> _Kaynak metin_:
⟨

Ne zaman yöneticilik üzerine konuşulsa bu hatıra ve tecrübemi farklı yansımalarıyla birlikte dinleyicilerle paylaşırım.
Hatta bir paylaşımımdan sonra deneyimli bir arkadaş, yıllar evvel çalıştığı kurumda üst yönetici konumundaki kişinin hizmetlerini gören çalışanın bu üst yöneticinin gıyabında uygunsuz bir davranışta bulunduğunu, bir arkadaşıyla bunu gördüklerini, fakat görmezden geldiklerini söyleyerek sözlerini şöyle tamamlamıştı: “Yaptığımız doğru değildi ama bu şahıs, biz dâhil, kurumdaki tüm çalışanları canından bezdirmişti. Yapılan hiçbir işten memnun olmaz, dediğim dedik, kibirli bir insandı. Biz de bu yüzden sesimizi çıkarmadık.”
Aslına bakılırsa arkadaşın anlattığı durum; önemsenmeyen, ötekileştirilen, bezdirilen, belki azarlanan çalışanın ve çalışanların, fildişi kulesinde kuruntularıyla hayat süren bir yöneticiden intikam almasından başka bir şey değildi.
Günümüzde de asık yüz, çatık kaş, sert bakış ve olur olmaz keyfi davranışlarla otorite sağlamaya, iş yaptırmaya, hatta bunları mobbing (TDK ‘bezdiri’ karşılığı vermiş) derecesine vardıran; çalışanlarla arasına duvar ören -resmi veya özel sektör fark etmiyor- yönetici, amir ve işverenler var mıdır?
Sayıları fazla olmasa da var olduklarını duyup gördükçe çocukluk günlerime gidiyor, büyüklerimin sözlerini hatırlıyor, kendime şu soruları soruyorum: “Bir işten verimli sonuç almak için sevdirerek mi yoksa korkutarak mı iş yaptırmalı?” ya da “Sevdirerek iş yaptırmak çok mu zor?”
Bilim insanı ve yazar Warren Bennis bu konuda, “Yönetmek, insanlara yapılması gerekeni yaptırmaktır. Liderlik, insanların yapılması gerekeni yapmak istemelerini sağlamaktır. Yöneticiler iter, liderler ise çeker. Yöneticiler emir verir, liderler iletişim kurar.” diyor.
Maiyetindeki çalışanlara isteyerek, severek iş yaptırabilen veya yapılan işi sevdiren, çalışanlarda kurum kültürü ve aidiyet duygusu oluşturabilme vasfına sahip kimse lider vasıflı yöneticidir.

⟩

> _Alıştırma görevleri_:
1. Yöneticilik ve liderlik üzerine yazılan metne göre aşağıdaki ifadelerin her biri için "evet" ya da "hayır" deyin ve kararı belirleyen sözleri metinden aynen aktarın. (a) Warren Bennis'e göre yöneticiler emir verir, liderler ise iletişim kurar. (b) Deneyimli arkadaş, gördüğü uygunsuz davranışı hemen yönetime bildirdiklerini anlatmıştır. (c) Metne göre çalışanlarla arasına duvar ören yöneticiler yalnızca özel sektörde bulunur.
2. Yöneticilik ve liderlik üzerine yazılan metni kaldığı yerden birkaç cümleyle sürdürün.

> _Malzeme_:
⟨

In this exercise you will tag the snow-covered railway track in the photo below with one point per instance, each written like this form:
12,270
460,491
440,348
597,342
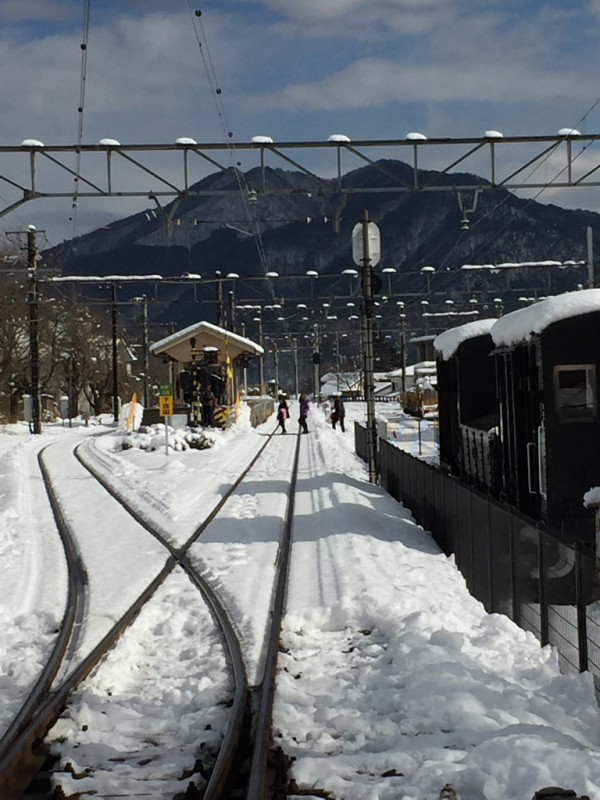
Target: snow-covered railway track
17,745
239,738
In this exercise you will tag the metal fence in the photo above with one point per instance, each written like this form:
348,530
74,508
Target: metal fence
512,564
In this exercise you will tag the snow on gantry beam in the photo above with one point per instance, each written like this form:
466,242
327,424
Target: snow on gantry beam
34,169
524,265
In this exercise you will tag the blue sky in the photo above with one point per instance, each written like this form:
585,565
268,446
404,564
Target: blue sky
299,70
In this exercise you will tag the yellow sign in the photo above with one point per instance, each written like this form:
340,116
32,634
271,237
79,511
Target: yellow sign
131,413
165,406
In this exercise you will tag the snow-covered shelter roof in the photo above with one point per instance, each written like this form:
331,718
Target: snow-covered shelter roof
448,342
178,345
522,325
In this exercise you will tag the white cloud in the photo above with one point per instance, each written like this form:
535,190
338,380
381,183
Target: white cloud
375,82
37,10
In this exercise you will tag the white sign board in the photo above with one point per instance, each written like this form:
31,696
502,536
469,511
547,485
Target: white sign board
374,244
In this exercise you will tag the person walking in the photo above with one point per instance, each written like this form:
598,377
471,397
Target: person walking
283,413
338,413
304,409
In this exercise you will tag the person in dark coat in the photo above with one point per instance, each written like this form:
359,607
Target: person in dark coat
304,409
209,401
338,413
283,413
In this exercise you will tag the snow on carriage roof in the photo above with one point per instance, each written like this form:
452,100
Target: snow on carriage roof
447,343
521,325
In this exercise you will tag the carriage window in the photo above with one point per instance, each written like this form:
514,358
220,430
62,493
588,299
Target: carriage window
575,387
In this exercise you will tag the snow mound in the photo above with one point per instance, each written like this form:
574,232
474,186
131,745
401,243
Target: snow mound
152,438
447,343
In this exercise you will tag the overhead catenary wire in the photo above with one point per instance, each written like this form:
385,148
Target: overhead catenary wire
540,163
244,188
81,106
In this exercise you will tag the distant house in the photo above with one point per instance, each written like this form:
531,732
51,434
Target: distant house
350,384
421,369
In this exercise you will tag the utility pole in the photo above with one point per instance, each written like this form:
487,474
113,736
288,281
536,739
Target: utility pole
33,302
403,326
316,362
590,258
337,358
295,346
245,368
195,384
115,356
366,233
261,360
145,354
232,311
219,302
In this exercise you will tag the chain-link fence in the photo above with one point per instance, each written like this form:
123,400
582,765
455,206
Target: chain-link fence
512,564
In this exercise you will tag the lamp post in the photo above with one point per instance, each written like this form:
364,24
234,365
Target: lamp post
366,252
295,347
115,361
33,301
316,362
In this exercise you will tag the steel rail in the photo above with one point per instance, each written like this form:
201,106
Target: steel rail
221,772
75,601
263,736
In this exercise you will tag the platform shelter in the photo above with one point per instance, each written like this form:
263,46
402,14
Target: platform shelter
204,355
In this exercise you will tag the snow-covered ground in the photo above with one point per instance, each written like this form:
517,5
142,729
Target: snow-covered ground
394,681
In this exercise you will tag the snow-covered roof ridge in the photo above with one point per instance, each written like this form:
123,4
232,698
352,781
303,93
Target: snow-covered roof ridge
522,325
185,333
448,342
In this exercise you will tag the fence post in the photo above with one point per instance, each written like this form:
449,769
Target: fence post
542,589
513,572
581,615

⟩

> _Görev cevapları_:
1.
(a) Evet: "Yöneticiler emir verir, liderler iletişim kurar."
(b) Hayır: "fakat görmezden geldiklerini"
(c) Hayır: "-resmi veya özel sektör fark etmiyor-"

2.
Lider vasıflı yöneticinin iletişim kurma becerisi oldukça yüksektir. Önyargılarla hareket etmez. Kendine güvenen, ciddi, ilkeli, kararlı, şefkatli, babacan tavırlı, tatlı dilli, güler yüzlüdür. Çalışanlarını dinler. Rehberlik edip yol gösterir. Gerektiğinde -bir çift sözle de olsa- çalışanı onurlandırır. Bilir ki “Marifet iltifata tâbidir.”
Küçük yaştaki bir çocuğun (hatta kendi çocuğumuzun) baskı olarak algıladığı en basit tutum ve davranışa sert tepki gösterebildiği bir dönemde, yaşça büyük bir insanı gerilime (strese) sokmak suretiyle iş yaptırmaya çalışmak verimli ve sağlıklı iş yaptırmak değildir. Böyle bir davranış, iş verimini ve iş yerindeki huzuru bozar.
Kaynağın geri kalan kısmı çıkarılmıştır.